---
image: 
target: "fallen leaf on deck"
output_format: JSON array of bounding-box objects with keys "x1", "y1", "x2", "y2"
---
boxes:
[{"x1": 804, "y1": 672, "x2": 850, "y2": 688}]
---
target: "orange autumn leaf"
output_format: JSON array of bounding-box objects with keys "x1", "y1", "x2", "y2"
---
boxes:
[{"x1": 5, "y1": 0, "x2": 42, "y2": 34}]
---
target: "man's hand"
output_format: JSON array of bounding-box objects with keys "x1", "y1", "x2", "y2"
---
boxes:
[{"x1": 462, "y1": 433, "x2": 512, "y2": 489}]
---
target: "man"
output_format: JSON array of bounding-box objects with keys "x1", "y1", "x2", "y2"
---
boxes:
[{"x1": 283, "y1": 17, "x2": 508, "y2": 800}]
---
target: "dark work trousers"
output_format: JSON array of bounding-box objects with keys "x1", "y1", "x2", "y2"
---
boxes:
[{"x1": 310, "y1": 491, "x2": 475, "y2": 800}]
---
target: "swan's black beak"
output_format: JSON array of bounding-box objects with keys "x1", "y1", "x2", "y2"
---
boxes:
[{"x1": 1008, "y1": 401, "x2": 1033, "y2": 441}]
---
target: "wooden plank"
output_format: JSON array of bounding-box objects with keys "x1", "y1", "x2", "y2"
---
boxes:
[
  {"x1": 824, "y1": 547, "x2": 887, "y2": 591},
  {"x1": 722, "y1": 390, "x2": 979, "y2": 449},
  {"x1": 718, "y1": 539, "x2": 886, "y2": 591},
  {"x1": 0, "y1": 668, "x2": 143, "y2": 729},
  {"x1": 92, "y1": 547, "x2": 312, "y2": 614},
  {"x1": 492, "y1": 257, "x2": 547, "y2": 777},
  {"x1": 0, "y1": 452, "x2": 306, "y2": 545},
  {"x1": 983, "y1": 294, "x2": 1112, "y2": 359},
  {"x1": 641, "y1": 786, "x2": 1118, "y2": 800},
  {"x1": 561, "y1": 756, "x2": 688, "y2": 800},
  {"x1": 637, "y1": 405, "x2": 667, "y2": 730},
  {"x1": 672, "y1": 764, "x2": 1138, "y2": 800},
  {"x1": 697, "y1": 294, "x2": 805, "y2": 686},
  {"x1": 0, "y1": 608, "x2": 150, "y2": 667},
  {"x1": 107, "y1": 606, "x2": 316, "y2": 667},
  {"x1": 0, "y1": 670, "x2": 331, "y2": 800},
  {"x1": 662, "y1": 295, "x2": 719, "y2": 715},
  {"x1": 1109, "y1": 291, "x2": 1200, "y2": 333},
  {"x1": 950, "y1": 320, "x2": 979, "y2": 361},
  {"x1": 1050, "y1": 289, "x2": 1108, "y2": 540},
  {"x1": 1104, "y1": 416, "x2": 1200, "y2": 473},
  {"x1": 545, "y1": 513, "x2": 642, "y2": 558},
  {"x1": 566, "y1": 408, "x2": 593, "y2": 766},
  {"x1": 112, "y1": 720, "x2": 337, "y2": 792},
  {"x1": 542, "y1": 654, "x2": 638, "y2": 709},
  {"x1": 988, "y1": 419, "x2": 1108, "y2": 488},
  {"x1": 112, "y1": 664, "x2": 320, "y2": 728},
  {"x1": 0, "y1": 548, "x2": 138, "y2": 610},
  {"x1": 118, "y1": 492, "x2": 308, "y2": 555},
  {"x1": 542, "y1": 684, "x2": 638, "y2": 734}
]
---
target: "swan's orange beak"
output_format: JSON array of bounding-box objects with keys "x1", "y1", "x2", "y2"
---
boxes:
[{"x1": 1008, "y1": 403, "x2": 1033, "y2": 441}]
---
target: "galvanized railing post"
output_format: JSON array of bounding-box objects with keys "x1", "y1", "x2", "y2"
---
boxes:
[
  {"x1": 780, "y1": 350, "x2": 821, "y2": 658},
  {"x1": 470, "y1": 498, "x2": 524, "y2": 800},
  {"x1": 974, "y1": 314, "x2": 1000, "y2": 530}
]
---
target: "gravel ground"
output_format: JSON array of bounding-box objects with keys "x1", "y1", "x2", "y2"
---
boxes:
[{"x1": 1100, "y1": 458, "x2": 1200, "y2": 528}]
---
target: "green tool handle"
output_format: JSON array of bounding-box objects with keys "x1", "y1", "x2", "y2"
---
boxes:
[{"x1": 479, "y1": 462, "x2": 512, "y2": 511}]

━━━━━━

**Required work**
Please find each line in the entries above that contains the word "leaf" and copy those lines out in full.

**Response to this exercise**
target: "fallen leaf on deck"
target: "orange autumn leaf"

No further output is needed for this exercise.